* [What to do] Rewrite the records below so that every "innermost point" becomes "central point", leaving everything else unchanged.

* [Dataset content]
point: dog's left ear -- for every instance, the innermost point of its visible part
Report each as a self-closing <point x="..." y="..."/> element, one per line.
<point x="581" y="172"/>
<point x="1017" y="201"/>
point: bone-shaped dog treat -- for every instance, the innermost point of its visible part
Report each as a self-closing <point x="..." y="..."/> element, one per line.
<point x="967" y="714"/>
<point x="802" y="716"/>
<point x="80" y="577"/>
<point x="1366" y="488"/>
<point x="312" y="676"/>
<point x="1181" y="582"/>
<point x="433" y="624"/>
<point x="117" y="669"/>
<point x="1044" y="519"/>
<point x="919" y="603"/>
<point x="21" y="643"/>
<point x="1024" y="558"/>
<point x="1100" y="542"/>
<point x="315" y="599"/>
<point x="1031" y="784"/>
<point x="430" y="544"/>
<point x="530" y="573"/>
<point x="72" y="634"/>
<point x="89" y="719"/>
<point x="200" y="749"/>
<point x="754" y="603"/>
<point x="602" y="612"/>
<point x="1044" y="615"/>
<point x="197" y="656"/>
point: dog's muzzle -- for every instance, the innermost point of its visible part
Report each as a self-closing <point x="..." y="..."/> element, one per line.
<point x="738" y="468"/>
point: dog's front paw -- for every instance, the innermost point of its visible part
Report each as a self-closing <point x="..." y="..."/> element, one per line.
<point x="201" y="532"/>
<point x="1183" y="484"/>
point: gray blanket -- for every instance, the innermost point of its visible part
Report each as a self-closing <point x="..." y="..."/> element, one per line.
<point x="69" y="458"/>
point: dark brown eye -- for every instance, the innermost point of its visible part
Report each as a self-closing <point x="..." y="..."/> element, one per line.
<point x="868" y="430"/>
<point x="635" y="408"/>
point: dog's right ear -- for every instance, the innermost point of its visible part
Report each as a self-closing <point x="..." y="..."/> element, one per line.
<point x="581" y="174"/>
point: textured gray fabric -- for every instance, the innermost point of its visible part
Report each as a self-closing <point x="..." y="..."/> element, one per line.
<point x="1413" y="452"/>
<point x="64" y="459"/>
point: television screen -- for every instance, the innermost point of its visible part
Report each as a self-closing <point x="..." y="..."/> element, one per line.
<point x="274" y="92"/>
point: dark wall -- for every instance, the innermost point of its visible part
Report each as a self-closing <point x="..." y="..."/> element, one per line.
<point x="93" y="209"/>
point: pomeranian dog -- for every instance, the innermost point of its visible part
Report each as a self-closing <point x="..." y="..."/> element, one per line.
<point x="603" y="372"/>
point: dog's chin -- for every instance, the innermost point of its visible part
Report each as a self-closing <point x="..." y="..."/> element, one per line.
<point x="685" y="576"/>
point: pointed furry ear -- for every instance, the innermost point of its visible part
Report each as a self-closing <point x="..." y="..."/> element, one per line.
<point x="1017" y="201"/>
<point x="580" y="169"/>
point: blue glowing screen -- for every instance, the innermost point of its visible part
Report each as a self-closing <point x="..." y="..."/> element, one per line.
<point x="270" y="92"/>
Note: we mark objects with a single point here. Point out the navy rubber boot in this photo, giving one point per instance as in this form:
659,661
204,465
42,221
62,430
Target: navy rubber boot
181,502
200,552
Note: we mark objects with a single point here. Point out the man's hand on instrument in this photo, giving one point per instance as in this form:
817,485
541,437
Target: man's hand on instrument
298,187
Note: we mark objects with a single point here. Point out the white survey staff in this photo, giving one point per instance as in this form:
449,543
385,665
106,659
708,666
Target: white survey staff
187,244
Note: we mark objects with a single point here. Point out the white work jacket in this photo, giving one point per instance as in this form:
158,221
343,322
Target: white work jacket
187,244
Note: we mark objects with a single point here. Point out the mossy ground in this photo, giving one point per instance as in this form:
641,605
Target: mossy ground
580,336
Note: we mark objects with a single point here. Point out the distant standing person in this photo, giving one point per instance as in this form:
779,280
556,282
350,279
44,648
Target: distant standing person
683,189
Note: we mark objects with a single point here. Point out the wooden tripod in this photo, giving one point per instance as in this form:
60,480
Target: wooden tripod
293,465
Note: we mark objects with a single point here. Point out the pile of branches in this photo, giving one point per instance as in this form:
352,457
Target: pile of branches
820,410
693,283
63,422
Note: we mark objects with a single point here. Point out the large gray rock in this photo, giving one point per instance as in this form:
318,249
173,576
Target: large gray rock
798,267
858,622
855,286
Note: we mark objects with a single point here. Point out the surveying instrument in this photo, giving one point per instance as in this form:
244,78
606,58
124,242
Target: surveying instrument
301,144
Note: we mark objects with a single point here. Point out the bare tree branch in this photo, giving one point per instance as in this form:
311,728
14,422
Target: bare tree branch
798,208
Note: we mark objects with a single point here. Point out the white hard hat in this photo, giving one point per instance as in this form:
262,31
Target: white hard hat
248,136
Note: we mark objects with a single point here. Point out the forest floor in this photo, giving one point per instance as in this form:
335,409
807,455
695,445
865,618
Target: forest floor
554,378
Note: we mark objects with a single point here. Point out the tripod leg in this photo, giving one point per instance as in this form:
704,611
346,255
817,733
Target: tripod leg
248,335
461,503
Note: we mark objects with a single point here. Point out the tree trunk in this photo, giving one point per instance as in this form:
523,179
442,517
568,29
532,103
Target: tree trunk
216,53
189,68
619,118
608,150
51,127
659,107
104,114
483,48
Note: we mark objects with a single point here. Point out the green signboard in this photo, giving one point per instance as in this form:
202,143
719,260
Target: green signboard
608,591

* [Response to this exercise]
point: dog's left ear -- for every instance, the central point of its visible part
Report each as a self-closing <point x="..." y="..."/> element, one per line.
<point x="581" y="172"/>
<point x="1017" y="201"/>
point: bone-shaped dog treat -- for every instance, the central point of its visible part
Report each as a self-closing <point x="..." y="..."/> element, one per line.
<point x="967" y="714"/>
<point x="802" y="716"/>
<point x="80" y="577"/>
<point x="1366" y="488"/>
<point x="312" y="676"/>
<point x="1181" y="582"/>
<point x="433" y="624"/>
<point x="117" y="669"/>
<point x="1044" y="519"/>
<point x="919" y="603"/>
<point x="21" y="643"/>
<point x="1024" y="558"/>
<point x="1100" y="542"/>
<point x="315" y="599"/>
<point x="1031" y="784"/>
<point x="430" y="544"/>
<point x="530" y="573"/>
<point x="72" y="634"/>
<point x="89" y="719"/>
<point x="200" y="749"/>
<point x="754" y="603"/>
<point x="602" y="612"/>
<point x="1044" y="615"/>
<point x="197" y="656"/>
point: dog's muzzle -- for every instance, the central point of its visible part
Report each as a self-closing <point x="..." y="..."/> element, one per line.
<point x="738" y="468"/>
point: dog's front paw -- for every instance, the central point of its visible part
Report each as a self-closing <point x="..." y="..."/> element, one per line.
<point x="201" y="532"/>
<point x="1183" y="484"/>
point: gray blanket -- for every instance, the central point of its visible part
Report each as a self-closing <point x="..." y="..."/> element, one per line.
<point x="69" y="458"/>
point: dark brown eye -- for every instance, the central point of its visible part
Report each as a self-closing <point x="..." y="..."/> element, one per line.
<point x="868" y="430"/>
<point x="635" y="408"/>
point: dog's right ear -- for every instance, the central point of its visible part
Report each as a self-closing <point x="..." y="..."/> element, one per line.
<point x="581" y="174"/>
point: textured gray fabric -- for every instance, the central point of its visible part
Report each as a self-closing <point x="..." y="..."/> element, one per line.
<point x="1413" y="452"/>
<point x="64" y="459"/>
point: television screen -- for every instance, the central point of its visible part
Report each as a self-closing <point x="..." y="..."/> element, one per line.
<point x="274" y="92"/>
point: dark wall -- for every instance, the central point of its visible part
Report each as a self-closing <point x="..." y="..."/> element, one per line.
<point x="93" y="209"/>
point: pomeranian dog -- for every instance, the central point of its visible part
Report each as a self-closing <point x="..." y="..."/> element, one per line.
<point x="603" y="372"/>
point: dog's chin -- for every instance, the central point of its visible part
Report each as a self-closing <point x="..." y="..."/> element, one per line.
<point x="685" y="576"/>
point: pointed furry ear -- for every instance, the central point of its visible part
Report each as a self-closing <point x="..." y="..."/> element, one per line.
<point x="1017" y="201"/>
<point x="580" y="169"/>
point: blue glowing screen -- for every instance, the central point of its visible part
Report each as a self-closing <point x="..." y="..."/> element, one per line.
<point x="270" y="92"/>
Note: we mark objects with a single point here. Point out the navy rubber boot in this photo, giving one point per instance as in this form:
659,661
204,465
42,221
62,430
Target: navy rubber boot
181,502
200,552
Note: we mark objects with a single point here. Point out the man's hand on instrument in this photo, giving one point per instance as in this form:
817,485
541,437
Target: man's hand on instrument
298,187
Note: we mark objects with a single point here. Point out the white survey staff in this photo, giving one point per instance as in this form:
449,543
385,665
106,659
708,666
Target: white survey staff
187,244
Note: we mark objects with a single point here. Point out the white work jacket in this photo, giving one point per instance as in this form:
158,221
343,322
Target: white work jacket
187,244
Note: we mark objects with a single point here. Point out the mossy ground in this photo, giving one point per instance as in this form:
641,605
Target: mossy ground
580,336
Note: we mark objects with a single point here. Point out the distant standing person in this photo, giving one point per instance as in this form:
779,280
556,282
350,279
44,648
Target: distant standing person
683,189
Note: we mark objects with a single point here. Point out the wooden tripod in this photo, giving one point per instance as in this form:
60,480
Target: wooden tripod
293,465
Note: we mark objects with a single point here. Point out the pile of branches in this photo, giving one point per instance as in this form:
352,457
Target: pile of branches
820,410
693,283
63,422
Note: we mark objects with a single point here. Point out the large gray rock in this photo, giving one point per instance as in this form:
318,249
173,576
Target: large gray rock
798,267
858,622
855,286
Note: we mark objects with a single point here. Point out the surveying instrument in this photo, giving one point per instance as in this form:
244,78
606,58
124,242
Target: surveying instrument
301,144
Note: we mark objects with a single point here. Point out the bare tree branch in this photo, giving one point per instance as in this form:
311,728
14,422
Target: bare tree branch
798,208
Note: we mark objects with a single point here. Point out the white hard hat in this photo, giving one point per instance as in this form:
262,31
Target: white hard hat
248,136
Note: we mark objects with a single point here. Point out the forest floor in this photo, giving one point per instance as in this form:
335,409
807,455
695,445
865,618
Target: forest floor
554,378
Note: we mark objects with a single point here. Point out the tripod leg in this photo, giving one point per instance as in this form:
704,611
346,255
817,733
Target: tripod leg
248,335
461,503
Note: we mark objects with a single point here. Point out the tree trunk in this photo, giving one point per instance as in this form:
523,179
442,517
568,29
532,103
Target: tree trunk
216,53
189,68
619,118
608,150
51,127
659,107
104,114
483,48
Note: we mark objects with a single point here. Point out the green signboard in this photo, giving one point per instance as in this form:
202,143
719,260
Target: green signboard
608,591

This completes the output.